**TASK TO CARRY OUT:** The reply is to contain the full listing, repeated exactly, with pictures left out.

**THE DATA:**
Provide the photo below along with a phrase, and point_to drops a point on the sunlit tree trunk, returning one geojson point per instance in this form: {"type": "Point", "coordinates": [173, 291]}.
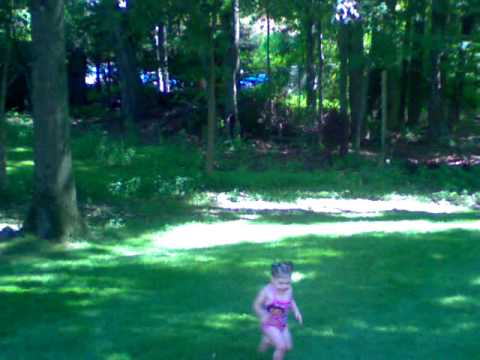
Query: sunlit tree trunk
{"type": "Point", "coordinates": [358, 82]}
{"type": "Point", "coordinates": [406, 48]}
{"type": "Point", "coordinates": [467, 24]}
{"type": "Point", "coordinates": [320, 70]}
{"type": "Point", "coordinates": [233, 68]}
{"type": "Point", "coordinates": [437, 120]}
{"type": "Point", "coordinates": [5, 64]}
{"type": "Point", "coordinates": [416, 83]}
{"type": "Point", "coordinates": [211, 124]}
{"type": "Point", "coordinates": [161, 52]}
{"type": "Point", "coordinates": [269, 68]}
{"type": "Point", "coordinates": [384, 118]}
{"type": "Point", "coordinates": [53, 213]}
{"type": "Point", "coordinates": [342, 44]}
{"type": "Point", "coordinates": [130, 84]}
{"type": "Point", "coordinates": [77, 70]}
{"type": "Point", "coordinates": [310, 63]}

**EXERCISE RESULT:**
Provide the photo below along with a phrase, and point_to drops a point on the sunlit tree trunk, returning one geojson point per instance in this form: {"type": "Point", "coordinates": [173, 291]}.
Query: sunlit tree trunk
{"type": "Point", "coordinates": [358, 82]}
{"type": "Point", "coordinates": [406, 48]}
{"type": "Point", "coordinates": [467, 24]}
{"type": "Point", "coordinates": [320, 70]}
{"type": "Point", "coordinates": [233, 68]}
{"type": "Point", "coordinates": [437, 120]}
{"type": "Point", "coordinates": [5, 64]}
{"type": "Point", "coordinates": [416, 83]}
{"type": "Point", "coordinates": [211, 124]}
{"type": "Point", "coordinates": [161, 52]}
{"type": "Point", "coordinates": [269, 68]}
{"type": "Point", "coordinates": [384, 118]}
{"type": "Point", "coordinates": [53, 213]}
{"type": "Point", "coordinates": [342, 44]}
{"type": "Point", "coordinates": [130, 84]}
{"type": "Point", "coordinates": [77, 70]}
{"type": "Point", "coordinates": [310, 63]}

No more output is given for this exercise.